He was evidently inspired by the work of his contemporary Viviano Codazzi. Giner may have worked in Codazzi's workshop and they collaborated on a number of occasions although there is no documentary evidence to support this. Some of his paintings were formerly attributed to Viviano Codazzi, including the Architectural Capriccio with Figures and an Obelisk and the Architectural Capriccio (both in the collections of the National Trust). The re-attribution of the latter was made by art historian David Marshall in 1987 who argued that the composition was clearly dependent upon Codazzi's paintings of the 1660s, but was executed in a flatter, dull and less precise manner. The figures were painted clearly by another hand from that of the painter of the architecture.

His compositions often include figures which represent a religious scene but without attempting to depict a particular biblical episode. As is the case with Viviano Codazzi, several of compositions also include daily scenes in which elegantly dressed personages appear together with simply dressed common people. This shows his debt to the genre works of the group of genre painters active in Rome and known as the Bamboccianti who depicted Roman scenes with ordinary people. The careful physiognomies and gestures of his figures also show his familiarity with the figures of Cornelis de Wael and Pandolfo Reschi. His compositions regularly used compositional and architectonical schemes borrowed from Viviano Codazzi.

------------

## PROMPT 1
In the excerpt about Giner, who re-attributed the Architectural Capriccio, and in what year?
## PROMPT 2
Write out the portion of the Giner excerpt starting at "His compositions often" and ending at "from Viviano Codazzi.".

------------

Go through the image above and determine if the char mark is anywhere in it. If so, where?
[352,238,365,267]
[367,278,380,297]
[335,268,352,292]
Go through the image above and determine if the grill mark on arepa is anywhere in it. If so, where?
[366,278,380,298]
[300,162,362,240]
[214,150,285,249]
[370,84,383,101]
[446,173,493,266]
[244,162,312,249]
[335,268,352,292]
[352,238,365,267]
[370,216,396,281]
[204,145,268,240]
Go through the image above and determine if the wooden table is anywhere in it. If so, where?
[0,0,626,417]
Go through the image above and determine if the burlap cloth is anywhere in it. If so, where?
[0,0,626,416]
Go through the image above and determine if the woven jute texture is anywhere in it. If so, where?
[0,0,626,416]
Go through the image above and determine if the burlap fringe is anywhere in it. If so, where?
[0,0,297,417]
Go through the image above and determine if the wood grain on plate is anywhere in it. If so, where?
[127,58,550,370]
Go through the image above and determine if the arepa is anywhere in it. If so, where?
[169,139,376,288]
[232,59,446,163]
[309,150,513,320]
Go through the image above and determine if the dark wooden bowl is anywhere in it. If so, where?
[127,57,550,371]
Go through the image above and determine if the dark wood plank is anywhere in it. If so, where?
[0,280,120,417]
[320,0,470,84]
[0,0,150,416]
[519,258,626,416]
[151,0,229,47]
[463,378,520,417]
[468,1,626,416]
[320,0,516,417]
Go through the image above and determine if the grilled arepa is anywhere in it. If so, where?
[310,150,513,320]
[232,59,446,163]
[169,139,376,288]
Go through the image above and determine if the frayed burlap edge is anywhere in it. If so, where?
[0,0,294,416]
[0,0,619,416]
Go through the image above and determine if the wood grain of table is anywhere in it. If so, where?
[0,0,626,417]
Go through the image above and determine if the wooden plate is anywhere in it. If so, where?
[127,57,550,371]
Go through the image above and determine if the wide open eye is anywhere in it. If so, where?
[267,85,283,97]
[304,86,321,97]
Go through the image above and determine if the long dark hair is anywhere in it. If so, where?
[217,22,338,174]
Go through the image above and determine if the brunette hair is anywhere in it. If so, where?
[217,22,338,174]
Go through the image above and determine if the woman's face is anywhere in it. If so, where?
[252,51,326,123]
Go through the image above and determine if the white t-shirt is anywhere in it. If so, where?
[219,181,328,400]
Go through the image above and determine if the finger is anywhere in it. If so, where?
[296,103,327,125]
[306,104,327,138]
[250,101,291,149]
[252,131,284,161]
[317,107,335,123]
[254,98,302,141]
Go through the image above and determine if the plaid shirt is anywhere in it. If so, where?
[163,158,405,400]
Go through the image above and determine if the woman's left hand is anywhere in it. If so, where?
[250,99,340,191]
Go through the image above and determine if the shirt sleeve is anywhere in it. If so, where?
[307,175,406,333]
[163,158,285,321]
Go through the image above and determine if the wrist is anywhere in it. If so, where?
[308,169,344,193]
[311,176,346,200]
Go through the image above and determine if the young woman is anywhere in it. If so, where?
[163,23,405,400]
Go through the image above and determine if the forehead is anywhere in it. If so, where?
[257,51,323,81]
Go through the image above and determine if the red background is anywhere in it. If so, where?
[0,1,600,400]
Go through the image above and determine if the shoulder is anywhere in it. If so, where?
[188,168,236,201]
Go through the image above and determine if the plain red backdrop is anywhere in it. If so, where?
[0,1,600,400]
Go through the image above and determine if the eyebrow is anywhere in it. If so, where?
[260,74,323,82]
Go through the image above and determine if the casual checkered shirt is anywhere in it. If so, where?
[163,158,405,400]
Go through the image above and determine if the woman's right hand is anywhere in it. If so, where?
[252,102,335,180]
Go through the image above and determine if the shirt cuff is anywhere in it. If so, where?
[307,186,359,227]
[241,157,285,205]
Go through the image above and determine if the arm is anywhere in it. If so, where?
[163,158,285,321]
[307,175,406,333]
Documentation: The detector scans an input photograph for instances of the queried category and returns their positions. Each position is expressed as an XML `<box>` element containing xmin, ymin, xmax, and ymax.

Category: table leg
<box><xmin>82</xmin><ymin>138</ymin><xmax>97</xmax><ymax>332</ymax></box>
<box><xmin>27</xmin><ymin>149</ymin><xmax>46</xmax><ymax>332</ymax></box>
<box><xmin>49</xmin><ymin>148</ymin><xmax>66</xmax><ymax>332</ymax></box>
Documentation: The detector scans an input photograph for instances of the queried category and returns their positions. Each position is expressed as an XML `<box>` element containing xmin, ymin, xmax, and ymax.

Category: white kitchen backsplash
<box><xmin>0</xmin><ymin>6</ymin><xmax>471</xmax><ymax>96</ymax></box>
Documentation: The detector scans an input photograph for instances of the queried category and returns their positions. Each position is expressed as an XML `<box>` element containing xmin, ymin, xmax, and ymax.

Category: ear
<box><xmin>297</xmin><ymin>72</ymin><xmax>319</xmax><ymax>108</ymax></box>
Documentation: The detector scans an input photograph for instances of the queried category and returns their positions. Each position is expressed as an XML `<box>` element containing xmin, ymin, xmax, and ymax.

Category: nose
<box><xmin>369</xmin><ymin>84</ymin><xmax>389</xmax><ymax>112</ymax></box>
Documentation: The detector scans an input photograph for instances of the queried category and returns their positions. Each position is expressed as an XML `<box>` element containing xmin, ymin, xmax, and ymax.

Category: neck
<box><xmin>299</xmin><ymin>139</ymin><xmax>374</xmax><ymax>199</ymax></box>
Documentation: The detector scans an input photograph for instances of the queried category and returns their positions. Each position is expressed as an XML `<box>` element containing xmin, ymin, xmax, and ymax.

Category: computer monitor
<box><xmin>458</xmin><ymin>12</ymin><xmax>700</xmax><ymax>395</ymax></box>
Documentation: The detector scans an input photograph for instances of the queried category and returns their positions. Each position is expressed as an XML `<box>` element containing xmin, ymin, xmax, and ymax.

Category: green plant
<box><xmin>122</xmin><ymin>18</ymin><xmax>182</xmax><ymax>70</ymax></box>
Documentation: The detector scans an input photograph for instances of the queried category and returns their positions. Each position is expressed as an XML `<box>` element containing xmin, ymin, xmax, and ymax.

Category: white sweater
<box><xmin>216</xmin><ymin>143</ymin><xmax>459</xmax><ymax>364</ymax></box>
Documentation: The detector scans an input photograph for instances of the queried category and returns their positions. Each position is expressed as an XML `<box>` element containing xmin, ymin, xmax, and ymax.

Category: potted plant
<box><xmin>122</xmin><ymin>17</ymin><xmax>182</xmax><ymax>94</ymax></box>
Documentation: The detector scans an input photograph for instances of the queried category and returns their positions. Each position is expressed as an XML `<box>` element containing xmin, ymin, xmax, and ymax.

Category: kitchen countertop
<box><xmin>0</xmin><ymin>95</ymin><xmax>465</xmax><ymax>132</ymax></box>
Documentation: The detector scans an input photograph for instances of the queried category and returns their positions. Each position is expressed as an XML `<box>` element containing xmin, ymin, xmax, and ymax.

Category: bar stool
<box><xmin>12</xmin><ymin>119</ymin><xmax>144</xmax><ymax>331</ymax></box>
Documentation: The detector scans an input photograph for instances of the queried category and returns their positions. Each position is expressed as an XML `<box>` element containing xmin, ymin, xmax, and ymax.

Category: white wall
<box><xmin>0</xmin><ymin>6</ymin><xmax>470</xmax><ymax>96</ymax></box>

------------

## TASK OUTPUT 1
Art historian David Marshall, in 1987.

## TASK OUTPUT 2
His compositions often include figures which represent a religious scene but without attempting to depict a particular biblical episode. As is the case with Viviano Codazzi, several of compositions also include daily scenes in which elegantly dressed personages appear together with simply dressed common people. This shows his debt to the genre works of the group of genre painters active in Rome and known as the Bamboccianti who depicted Roman scenes with ordinary people. The careful physiognomies and gestures of his figures also show his familiarity with the figures of Cornelis de Wael and Pandolfo Reschi. His compositions regularly used compositional and architectonical schemes borrowed from Viviano Codazzi.